* [WHAT IS ASKED]
1 > Answer these questions using the forum thread below, one answer per line, marked the same way.
(a) Where was JawsDad's wife's uncle based when he investigated organized crime for the FBI?
(b) What does psargeant suggest after Spoon13 says a hat or two could be arranged?
(c) Where does JayMc say he posted the Team L.O.F.T. shirts?
2 > Pull out every line of the records that contains the string "shoe", matching case exactly.

Come on man, would you put flex fuel in a Jaguar?


----------



## JayMc (Jan 4, 2005)

pragmatic_lee said:


> Come on man, would you put flex fuel in a Jaguar?


I saw a jaguar balanced on the head of a pin one time. Of course it was a broke down piece of chit, but it was balanced.


----------



## psargeant (Aug 1, 2004)

pragmatic_lee said:


> I'm calling Mac right now - GOT to have a Team L.O.F.T. banner for the camp sight.


Oh yes we do...make it a good one too...


Spoon13 said:


> Don't have time for the shirts, but I can imagine a Hat or two could be arranged.:wink:


How about a Visor???


JawsDad said:


> You know.. My wife had an uncle that worked for the FBI way back before he passed away. He investigated organized crime and you know where he was based? North Carolina.. After seeing this thread evolve, I now know why. Forget Chicago, the new mafia is made up of Carolina archers..


:wink::ninja:


----------



## JayMc (Jan 4, 2005)

I posted the Team L.O.F.T. shirts in gen pop earlier....


----------



## pragmatic_lee (Jan 19, 2008)

JayMc said:


> I saw a jaguar balanced on the head of a pin one time. Of course it was a *broke down piece of chit*, but it was balanced.


That's what happens when you use flex fuel.


----------



## JawsDad (Dec 28, 2005)

Spoon13 said:


> Consider yourself a "Marked" man!!!!!


 :ninja:




pragmatic_lee said:


> Come on man, would you put flex fuel in a Jaguar?


You mean, this particular product/company doesn't promote green archery? I thought they (re)invented everything?


----------



## golfingguy27 (Oct 15, 2008)

* [RECORDS FOR THE TASK]
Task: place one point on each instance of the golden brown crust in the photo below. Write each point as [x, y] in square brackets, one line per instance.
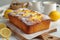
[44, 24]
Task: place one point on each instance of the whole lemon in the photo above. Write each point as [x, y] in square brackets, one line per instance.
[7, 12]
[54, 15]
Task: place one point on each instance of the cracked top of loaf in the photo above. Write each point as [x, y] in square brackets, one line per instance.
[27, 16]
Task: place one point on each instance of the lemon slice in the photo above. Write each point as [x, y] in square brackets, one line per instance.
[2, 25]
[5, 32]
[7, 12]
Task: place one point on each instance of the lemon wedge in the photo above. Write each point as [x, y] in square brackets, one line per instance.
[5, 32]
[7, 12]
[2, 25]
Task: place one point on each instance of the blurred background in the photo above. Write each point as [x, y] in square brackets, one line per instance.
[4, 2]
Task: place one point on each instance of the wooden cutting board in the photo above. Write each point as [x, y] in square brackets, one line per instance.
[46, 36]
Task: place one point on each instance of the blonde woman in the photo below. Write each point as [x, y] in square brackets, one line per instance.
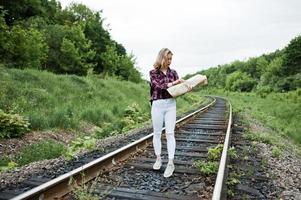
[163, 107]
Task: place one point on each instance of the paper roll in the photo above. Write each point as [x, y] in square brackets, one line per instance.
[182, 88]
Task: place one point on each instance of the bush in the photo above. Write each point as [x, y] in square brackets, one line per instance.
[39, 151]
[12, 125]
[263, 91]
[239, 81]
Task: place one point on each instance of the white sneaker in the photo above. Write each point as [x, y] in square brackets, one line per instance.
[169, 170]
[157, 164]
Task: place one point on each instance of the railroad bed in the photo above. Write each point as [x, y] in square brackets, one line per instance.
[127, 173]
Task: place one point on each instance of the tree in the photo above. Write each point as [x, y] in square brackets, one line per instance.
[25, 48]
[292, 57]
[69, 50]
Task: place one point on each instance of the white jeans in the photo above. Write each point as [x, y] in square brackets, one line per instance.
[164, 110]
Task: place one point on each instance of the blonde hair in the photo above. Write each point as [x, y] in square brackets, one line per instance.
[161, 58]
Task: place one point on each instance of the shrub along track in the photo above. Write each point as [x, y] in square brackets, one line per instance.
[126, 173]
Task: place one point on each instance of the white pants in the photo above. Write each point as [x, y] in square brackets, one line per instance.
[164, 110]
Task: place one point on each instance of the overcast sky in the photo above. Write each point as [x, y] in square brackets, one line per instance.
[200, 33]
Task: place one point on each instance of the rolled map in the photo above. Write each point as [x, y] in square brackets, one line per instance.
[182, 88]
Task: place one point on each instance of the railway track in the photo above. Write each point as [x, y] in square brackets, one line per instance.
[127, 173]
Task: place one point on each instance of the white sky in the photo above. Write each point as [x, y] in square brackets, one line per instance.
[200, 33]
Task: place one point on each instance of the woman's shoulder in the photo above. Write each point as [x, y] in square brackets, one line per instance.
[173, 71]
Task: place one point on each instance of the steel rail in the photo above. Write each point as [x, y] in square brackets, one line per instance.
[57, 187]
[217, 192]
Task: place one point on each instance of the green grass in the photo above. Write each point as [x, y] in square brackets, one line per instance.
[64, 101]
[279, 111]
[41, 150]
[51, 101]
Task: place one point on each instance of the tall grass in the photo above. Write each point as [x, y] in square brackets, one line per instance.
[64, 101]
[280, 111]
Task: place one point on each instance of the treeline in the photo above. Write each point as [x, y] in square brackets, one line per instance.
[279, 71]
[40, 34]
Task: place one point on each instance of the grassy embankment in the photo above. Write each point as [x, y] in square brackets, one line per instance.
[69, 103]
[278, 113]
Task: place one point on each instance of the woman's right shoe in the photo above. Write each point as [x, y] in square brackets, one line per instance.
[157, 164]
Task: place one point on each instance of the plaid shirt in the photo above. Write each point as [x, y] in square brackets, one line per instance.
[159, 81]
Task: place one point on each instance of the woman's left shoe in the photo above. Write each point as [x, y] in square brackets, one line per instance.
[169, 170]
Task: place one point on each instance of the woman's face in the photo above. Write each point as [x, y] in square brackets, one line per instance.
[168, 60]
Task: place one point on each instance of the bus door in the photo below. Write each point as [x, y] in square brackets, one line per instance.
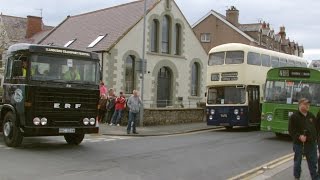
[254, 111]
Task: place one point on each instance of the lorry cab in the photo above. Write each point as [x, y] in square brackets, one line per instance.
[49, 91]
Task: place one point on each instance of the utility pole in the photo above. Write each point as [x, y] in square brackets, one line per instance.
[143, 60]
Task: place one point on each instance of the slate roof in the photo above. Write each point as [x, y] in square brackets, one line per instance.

* [SOLUTIONS IN ORDER]
1 >
(a) North Carolina
(b) A visor
(c) In gen pop

2 >
Task: place one point on each instance of the woman's right shoe in the photo above. Write each point as [x, y] in square brackets, one line per instance.
Task: place one point on each instance of the woman's left shoe in the photo above. Write each point as [x, y] in square brackets, one line per instance.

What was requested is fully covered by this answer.